▶ _Supplied passage_:

= Beginning of Section =

A few weeks ago, I spotted my neighbor sitting on her concrete driveway, her husband hovering. She was walking, one arm linked with her husband’s, the other hand holding a cane. She lost her balance, and both fell. Neither was hurt. She’s 87 y/o, her husband 88. As her granddaughter’s wedding approaches, she walked to build endurance and strength. I reviewed with her the main areas contributing to falls: vision, medications, home safety, and strength and balance. She mentioned she has difficulty sleeping. She stopped taking Ambien, as instructed by her doctor, but now takes Advil PM.
I receive many client referrals for walking instability. Most aged over 80 years, and take over four medications daily. Medications to address chronic diseases, and medications to address other medications’ side effects. Many fall repeatedly.
The following classes of medications contribute to falls:
- Benzodiazepines (anti-anxiety)
- Sedatives (sleeping pills)
Beers criteria for potentially inappropriate medication use in older adults recommends to avoid first generation antihistamines (ex. Benadryl, drugs with “PM” next to the name, such as Advil PM), as these drugs have a risk of poor coordination, confusion, dry mouth, and constipation in older adults. Metabolism and excretion of many drugs decrease with age. As a result, these drugs remain in the system of older adults for a longer period, and affect older adults more potently.
Review all medications (over the counter and prescription), and any health changes (ex. falls, insomnia, poor coordination, gastrointestinal issues) with your healthcare provider or pharmacist. An older adult might have six different specialists, each prescribing drugs, and countless sources of over the counter drug information. With only infrequent short interactions with healthcare providers, drug manifestations go unconnected.

= End of Section =

▶ _What you have to do_: How would you render this sentence from the article on medications and falls into Spanish: "Metabolism and excretion of many drugs decrease with age."?

(Image point grounding data)
= Beginning of Section =

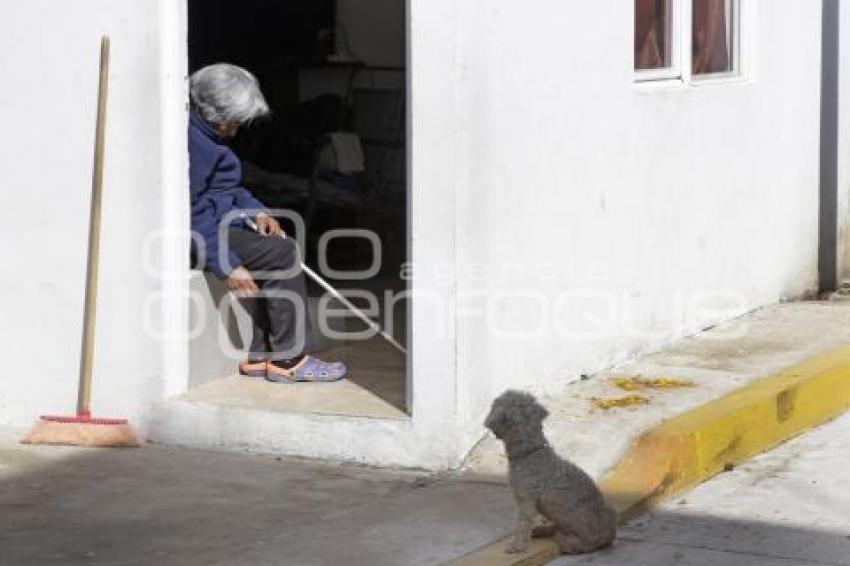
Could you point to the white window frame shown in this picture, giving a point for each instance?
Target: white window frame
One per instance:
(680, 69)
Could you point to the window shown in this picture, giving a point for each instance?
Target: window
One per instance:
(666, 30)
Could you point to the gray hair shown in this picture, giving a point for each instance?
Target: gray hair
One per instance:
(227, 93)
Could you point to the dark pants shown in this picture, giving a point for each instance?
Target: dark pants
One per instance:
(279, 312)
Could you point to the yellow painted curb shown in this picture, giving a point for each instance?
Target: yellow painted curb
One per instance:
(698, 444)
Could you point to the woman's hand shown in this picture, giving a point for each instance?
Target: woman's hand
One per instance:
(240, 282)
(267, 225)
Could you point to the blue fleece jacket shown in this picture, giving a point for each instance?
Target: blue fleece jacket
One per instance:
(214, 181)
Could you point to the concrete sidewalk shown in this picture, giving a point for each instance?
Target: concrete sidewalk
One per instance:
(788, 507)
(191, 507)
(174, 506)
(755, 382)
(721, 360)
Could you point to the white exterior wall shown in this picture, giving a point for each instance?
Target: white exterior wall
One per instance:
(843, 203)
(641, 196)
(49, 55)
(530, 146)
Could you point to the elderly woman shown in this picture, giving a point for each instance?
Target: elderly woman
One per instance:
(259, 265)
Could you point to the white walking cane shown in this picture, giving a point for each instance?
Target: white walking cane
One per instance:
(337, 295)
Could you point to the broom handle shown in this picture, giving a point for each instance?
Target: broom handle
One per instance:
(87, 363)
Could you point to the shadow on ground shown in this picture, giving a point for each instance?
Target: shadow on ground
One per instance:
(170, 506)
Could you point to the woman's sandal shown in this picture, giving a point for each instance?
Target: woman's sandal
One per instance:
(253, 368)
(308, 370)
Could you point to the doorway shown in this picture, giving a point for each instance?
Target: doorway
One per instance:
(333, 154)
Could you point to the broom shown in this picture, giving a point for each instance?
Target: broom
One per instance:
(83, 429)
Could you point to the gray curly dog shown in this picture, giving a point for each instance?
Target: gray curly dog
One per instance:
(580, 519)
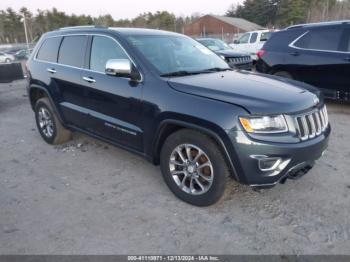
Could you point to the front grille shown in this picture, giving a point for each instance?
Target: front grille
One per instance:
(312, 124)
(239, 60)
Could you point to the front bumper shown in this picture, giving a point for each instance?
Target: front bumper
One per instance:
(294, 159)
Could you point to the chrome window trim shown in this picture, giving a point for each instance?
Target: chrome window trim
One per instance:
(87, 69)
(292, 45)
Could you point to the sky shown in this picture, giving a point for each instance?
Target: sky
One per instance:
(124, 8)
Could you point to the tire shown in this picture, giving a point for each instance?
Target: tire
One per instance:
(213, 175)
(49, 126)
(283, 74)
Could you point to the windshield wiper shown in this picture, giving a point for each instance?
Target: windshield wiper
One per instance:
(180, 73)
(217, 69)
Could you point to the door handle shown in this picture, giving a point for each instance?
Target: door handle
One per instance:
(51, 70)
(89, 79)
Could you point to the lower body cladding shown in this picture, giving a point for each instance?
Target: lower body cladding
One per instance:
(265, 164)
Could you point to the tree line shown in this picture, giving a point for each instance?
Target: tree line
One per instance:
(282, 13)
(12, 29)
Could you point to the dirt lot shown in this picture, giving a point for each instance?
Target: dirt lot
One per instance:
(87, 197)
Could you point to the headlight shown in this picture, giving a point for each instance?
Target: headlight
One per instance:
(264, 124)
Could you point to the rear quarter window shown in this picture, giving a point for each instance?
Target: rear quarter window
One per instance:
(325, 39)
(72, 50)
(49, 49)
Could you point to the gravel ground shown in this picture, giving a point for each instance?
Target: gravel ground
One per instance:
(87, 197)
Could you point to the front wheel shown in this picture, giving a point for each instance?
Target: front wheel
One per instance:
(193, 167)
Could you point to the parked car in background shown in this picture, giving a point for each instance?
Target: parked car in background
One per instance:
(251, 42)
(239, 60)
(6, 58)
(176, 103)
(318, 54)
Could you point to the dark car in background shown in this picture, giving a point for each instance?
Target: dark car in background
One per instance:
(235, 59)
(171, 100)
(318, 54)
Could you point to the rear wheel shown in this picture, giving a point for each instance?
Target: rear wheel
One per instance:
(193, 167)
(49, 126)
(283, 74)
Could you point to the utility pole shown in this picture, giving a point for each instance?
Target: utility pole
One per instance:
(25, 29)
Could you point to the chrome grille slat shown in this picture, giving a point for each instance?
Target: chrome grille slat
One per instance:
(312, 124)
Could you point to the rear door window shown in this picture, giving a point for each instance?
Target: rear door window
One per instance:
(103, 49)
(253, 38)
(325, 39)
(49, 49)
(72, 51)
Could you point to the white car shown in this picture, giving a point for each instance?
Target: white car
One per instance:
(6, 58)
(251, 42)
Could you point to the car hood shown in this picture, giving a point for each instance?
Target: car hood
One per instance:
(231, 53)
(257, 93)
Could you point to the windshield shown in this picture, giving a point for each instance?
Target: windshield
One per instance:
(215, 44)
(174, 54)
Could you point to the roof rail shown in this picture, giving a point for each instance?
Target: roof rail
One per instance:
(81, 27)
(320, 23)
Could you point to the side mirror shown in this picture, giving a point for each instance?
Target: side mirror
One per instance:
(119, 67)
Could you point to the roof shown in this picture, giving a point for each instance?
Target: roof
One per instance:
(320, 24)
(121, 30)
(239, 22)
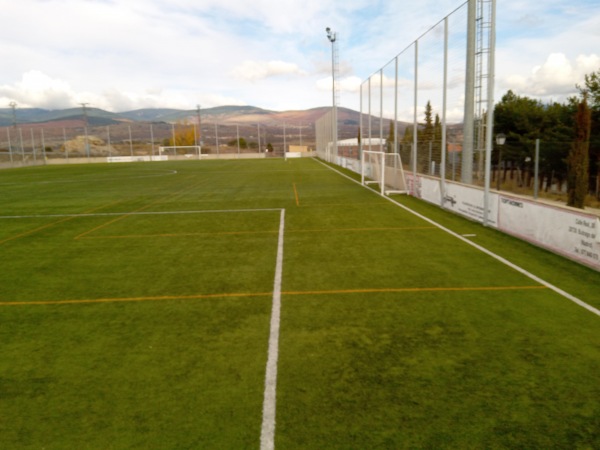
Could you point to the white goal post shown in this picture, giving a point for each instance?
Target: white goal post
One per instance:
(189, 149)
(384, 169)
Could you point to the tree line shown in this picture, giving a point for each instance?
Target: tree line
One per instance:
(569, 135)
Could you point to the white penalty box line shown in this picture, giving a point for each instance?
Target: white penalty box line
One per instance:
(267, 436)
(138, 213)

= End of Section =

▶ _Answer to this task_: El metabolismo y la excreción de muchos fármacos disminuyen con la edad.